> **EXERCISE DETAILS**:
Lines from the listing below that contain the string "philippine" are to be reported.

> **EXERCISE MATERIALS**:

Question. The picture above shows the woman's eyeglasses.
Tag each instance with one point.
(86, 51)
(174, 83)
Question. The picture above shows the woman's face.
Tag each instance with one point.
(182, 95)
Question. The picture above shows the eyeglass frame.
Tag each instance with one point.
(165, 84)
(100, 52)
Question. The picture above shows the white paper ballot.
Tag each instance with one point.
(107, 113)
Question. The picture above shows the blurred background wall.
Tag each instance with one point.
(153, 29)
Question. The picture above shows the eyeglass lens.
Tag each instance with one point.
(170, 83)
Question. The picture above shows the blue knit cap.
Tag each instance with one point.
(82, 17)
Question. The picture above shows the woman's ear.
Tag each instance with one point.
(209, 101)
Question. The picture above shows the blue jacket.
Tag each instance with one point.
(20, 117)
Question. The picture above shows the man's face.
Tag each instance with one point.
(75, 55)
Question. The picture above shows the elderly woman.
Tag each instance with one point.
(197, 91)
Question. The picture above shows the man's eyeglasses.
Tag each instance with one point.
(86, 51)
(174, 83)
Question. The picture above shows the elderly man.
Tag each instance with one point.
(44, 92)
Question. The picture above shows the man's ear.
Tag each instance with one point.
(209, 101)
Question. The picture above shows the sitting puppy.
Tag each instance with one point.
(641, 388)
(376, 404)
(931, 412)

---

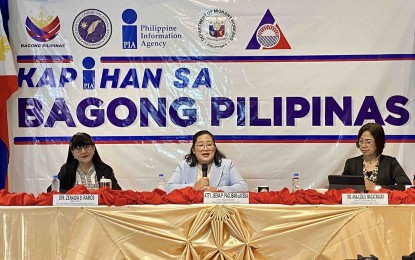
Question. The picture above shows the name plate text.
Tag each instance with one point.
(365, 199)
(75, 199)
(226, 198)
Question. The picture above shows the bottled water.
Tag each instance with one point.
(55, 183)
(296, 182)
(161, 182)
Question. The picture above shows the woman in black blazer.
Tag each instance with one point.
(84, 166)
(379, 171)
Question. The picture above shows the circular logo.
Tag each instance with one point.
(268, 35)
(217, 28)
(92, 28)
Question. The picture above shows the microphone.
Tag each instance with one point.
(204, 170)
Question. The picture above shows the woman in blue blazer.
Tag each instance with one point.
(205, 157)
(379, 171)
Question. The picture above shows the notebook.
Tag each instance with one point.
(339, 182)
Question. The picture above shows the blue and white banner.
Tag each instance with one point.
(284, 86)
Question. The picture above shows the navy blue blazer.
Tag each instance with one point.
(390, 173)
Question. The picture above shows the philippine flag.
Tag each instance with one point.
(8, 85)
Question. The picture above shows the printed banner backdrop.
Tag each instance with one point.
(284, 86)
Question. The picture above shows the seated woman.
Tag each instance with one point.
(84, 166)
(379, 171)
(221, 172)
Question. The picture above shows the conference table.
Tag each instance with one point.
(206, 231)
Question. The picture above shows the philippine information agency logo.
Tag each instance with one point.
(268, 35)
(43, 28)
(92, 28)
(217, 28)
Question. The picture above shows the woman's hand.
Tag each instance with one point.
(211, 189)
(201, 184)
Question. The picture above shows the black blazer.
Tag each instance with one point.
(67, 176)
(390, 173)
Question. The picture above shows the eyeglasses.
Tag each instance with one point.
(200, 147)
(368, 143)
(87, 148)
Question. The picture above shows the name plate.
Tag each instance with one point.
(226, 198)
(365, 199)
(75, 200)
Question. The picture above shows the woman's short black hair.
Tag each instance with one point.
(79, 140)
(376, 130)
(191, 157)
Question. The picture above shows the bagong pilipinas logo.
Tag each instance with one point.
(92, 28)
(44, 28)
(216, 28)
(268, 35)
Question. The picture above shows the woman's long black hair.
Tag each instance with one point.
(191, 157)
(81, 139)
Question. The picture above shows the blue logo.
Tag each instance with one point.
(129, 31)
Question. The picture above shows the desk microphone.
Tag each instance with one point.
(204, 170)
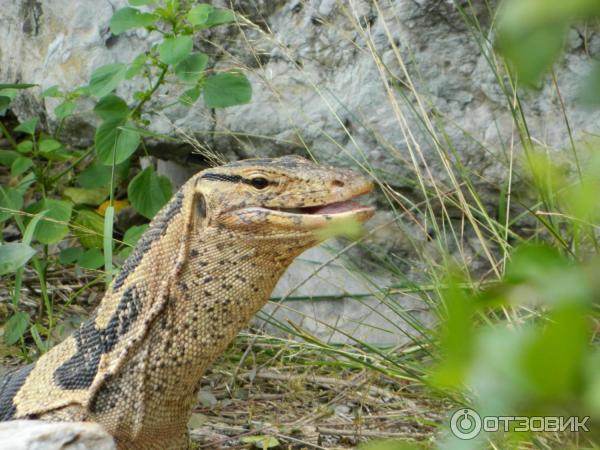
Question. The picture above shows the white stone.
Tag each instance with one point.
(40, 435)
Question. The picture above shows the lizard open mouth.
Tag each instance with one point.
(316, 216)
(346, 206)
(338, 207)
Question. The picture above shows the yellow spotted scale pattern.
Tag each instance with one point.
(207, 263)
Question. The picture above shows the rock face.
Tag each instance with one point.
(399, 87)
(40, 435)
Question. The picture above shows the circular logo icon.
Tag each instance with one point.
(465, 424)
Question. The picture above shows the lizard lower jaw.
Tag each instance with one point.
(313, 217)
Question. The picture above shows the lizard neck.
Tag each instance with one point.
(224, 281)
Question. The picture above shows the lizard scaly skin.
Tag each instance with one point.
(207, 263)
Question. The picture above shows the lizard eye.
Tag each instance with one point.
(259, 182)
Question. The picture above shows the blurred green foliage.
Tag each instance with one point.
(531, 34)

> **WRITTEN REPLY**:
Question. The picture above shows the philippine flag.
Question. The picture above shows the philippine information agency logo.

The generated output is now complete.